TRECHO DO DOCUMENTO »
Vale observar que, recentemente, o Plenário do Supremo Tribunal Federal (STF) julgou Ações Diretas de Inconstitucionalidade propostas por partidos políticos e confederações de trabalhadores, suspendendo a eficácia do artigo 29 da MP 927/202 (“Art. 29.  Os casos de contaminação pelo coronavírus (covid-19) não serão considerados ocupacionais, exceto mediante comprovação do nexo causal”)[1].

O referido dispositivo da MP 927/2020 buscava deixar claro que os casos de contaminação pela Covid-19 não seriam considerados ocupacionais, exceto mediante comprovação do nexo causal. Médicos, enfermeiros e demais profissionais do setor de saúde ou de alguma forma dedicados ao combate à pandemia e seus efeitos, por exemplo, comemoraram o acerto da decisão, já que não teriam de provar o nexo causal entre o trabalho e a doença (em função da natureza da atividade desenvolvida por esses profissionais, o nexo causal é presumido e o ônus da prova se inverte, cabendo ao empregador demonstrar que a contaminação ocorreu de outra forma ou sem culpa sua).

Entretanto, outros setores a criticaram, na medida em que ela retirou o ônus da prova do nexo causal daqueles que trabalham em escritório ou em regime de home office, possivelmente empurrando todo o ônus da prova de sua inexistência ao empregador, qualquer que seja a atividade laboral desenvolvida.

De qualquer forma, ainda que o Judiciário venha algum dia a reconhecer a contaminação de empregados pela Covid-19 como doença ocupacional, não haveria, em tese, cobertura do seguro de RC Geral, já que este exige, por princípio, a ocorrência de um acidente pessoal, e doença ocupacional não é acidente pessoal. Aliás, “reclamações relacionadas com doenças profissionais, doenças do trabalho ou similares” são riscos expressamente excluídos das Condições Contratuais Padronizadas do seguro de RC Geral.

LISTA DE TAREFAS »
1. Transcreva do texto sobre a MP 927/2020 o trecho que começa em "Entretanto, outros setores" e termina em "atividade laboral desenvolvida.".
2. De acordo com o texto sobre a MP 927/2020, o que o seguro de RC Geral exige por princípio?
3. Prossiga com o texto sobre a MP 927/2020 a partir do ponto em que ele termina.

Itens armazenados:
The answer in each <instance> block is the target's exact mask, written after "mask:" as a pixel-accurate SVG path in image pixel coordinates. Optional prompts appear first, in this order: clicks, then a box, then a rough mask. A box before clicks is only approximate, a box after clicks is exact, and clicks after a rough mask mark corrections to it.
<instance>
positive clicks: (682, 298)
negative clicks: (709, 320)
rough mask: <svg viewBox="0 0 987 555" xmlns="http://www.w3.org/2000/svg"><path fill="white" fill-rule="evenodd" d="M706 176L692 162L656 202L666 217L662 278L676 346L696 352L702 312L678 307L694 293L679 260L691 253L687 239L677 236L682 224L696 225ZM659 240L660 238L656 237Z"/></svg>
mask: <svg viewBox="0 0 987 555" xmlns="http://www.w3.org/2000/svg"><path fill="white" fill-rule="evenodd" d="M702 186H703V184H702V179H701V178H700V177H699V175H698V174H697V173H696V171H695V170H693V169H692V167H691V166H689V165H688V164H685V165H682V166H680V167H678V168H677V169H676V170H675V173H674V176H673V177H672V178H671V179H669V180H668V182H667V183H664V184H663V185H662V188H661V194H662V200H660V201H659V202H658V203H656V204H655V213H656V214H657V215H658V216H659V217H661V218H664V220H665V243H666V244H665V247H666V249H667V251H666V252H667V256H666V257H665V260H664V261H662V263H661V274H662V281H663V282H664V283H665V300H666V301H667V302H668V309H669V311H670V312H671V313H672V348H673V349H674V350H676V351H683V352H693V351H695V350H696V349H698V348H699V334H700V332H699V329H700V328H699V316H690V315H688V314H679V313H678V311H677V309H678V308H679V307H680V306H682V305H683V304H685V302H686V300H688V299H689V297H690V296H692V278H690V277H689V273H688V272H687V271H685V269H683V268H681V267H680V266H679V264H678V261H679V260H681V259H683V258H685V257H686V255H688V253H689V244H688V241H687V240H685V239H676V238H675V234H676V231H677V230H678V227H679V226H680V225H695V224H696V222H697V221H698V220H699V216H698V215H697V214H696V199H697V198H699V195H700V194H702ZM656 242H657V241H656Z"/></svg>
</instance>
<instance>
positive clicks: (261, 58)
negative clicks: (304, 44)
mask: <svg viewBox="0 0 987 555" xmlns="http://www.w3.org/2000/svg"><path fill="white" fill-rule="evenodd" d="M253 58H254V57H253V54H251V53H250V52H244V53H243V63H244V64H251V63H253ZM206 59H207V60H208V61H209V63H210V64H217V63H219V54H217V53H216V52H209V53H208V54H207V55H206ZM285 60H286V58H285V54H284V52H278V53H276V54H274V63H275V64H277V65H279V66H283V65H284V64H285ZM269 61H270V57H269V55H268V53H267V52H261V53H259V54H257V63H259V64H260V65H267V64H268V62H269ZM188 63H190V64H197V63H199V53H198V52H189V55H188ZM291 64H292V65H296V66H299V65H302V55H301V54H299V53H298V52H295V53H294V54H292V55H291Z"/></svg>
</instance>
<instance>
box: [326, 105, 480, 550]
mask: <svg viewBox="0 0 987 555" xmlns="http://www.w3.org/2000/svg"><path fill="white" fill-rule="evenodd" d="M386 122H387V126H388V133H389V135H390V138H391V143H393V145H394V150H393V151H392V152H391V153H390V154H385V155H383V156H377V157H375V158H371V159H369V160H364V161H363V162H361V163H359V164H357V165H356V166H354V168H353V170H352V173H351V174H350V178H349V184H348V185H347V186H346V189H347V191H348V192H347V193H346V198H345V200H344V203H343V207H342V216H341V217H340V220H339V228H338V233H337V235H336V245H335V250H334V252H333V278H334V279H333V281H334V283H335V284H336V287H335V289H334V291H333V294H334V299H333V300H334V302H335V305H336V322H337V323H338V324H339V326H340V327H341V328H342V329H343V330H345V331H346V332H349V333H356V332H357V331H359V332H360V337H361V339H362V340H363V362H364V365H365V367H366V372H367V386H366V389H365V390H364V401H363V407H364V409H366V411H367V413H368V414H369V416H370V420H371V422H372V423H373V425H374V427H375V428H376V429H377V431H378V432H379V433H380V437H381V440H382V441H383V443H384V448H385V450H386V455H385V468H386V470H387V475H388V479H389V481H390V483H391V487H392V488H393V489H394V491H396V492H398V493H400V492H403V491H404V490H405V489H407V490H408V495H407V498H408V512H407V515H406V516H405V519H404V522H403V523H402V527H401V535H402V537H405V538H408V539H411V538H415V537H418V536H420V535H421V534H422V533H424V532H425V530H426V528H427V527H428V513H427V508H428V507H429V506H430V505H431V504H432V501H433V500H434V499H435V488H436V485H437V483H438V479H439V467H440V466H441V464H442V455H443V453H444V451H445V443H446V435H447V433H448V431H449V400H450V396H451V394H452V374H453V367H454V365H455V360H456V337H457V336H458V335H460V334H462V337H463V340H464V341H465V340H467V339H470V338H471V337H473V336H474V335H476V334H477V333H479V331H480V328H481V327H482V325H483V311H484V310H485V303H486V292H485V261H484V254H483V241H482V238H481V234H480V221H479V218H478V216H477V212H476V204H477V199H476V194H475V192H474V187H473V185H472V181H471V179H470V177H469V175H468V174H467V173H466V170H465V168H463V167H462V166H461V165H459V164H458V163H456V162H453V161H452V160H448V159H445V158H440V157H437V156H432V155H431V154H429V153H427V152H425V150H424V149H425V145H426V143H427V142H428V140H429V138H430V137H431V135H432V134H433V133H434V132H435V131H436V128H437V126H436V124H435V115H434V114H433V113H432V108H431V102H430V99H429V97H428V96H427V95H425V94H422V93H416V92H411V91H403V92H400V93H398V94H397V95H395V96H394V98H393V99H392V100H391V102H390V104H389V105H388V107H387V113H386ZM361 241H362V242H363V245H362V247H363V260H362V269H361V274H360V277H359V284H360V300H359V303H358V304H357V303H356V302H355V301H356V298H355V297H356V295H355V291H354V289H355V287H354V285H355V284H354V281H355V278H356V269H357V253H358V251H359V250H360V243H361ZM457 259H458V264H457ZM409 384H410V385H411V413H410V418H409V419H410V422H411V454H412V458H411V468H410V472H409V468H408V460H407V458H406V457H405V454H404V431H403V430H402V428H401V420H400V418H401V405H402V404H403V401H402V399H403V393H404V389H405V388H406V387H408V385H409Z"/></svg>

RESPOSTAS DADAS »
1.
Entretanto, outros setores a criticaram, na medida em que ela retirou o ônus da prova do nexo causal daqueles que trabalham em escritório ou em regime de home office, possivelmente empurrando todo o ônus da prova de sua inexistência ao empregador, qualquer que seja a atividade laboral desenvolvida.

2. A ocorrência de um acidente pessoal.

3.
De outro lado, eventual contaminação pela Covid-19 pode ser, em si, a causa (ou concausa) da responsabilidade civil dos prestadores de serviço de saúde. No início da pandemia, certo advogado, em entrevista a um canal de TV, criticava a direção de grande hospital da Cidade de São Paulo, que não teria evitado o contado entre familiares e uma parente lá internada que havia contraído a Covid-19, o que poderia ter levado à contaminação desses familiares após as visitas.

Nessa hipótese, vale registrar que, muito embora uma “doença” possa ser considerada um “dano corporal” segundo as Condições Contratuais Padronizadas da SUSEP, o seguro de RC Geral via de regra não é aplicável a reclamações de terceiros contra hospitais, clínicas e demais prestadores de serviços médicos, por contaminação pela Covid-19, na medida que também estão excluídos da garantia os riscos relacionados a falhas na prestação de serviços profissionais (que exigem conhecimento ou treinamento técnico especializado, habilitação por órgãos competentes, como, por exemplo, CRM, OAB, CREA e outras entidades regulamentadoras de profissões).

Para cobrir os riscos de contaminação por tais atividades profissionais, existe o seguro de RC profissional (ou seguro E&O), que, por sua vez, não possui plano padronizado na SUSEP, ficando a cobertura para a eventual responsabilidade civil dos prestadores de serviços médicos (para contaminação pela Covid-19) dependente do clausulado da apólice de cada seguradora.

No entanto, causar contaminação, intencionalmente ou não, como, por exemplo, deixar de tomar medidas exigidas pelas autoridades, incluindo as sanitárias, é passível não só de ação penal como também de responsabilização civil.

Assim, no caso de hospitais, clínicas e demais prestadores de serviço médicos, a garantia dependerá do clausulado de sua apólice de seguro E&O e, no caso das demais empresas, de sua apólice de seguro RC Geral, caso as respectivas condições contratuais tenham sido modificadas (em relação às Condições Contratuais Padronizadas do Seguro de RC Geral) para prever cobertura ou exclusão por danos decorrentes de contaminação em epidemias ou pandemias.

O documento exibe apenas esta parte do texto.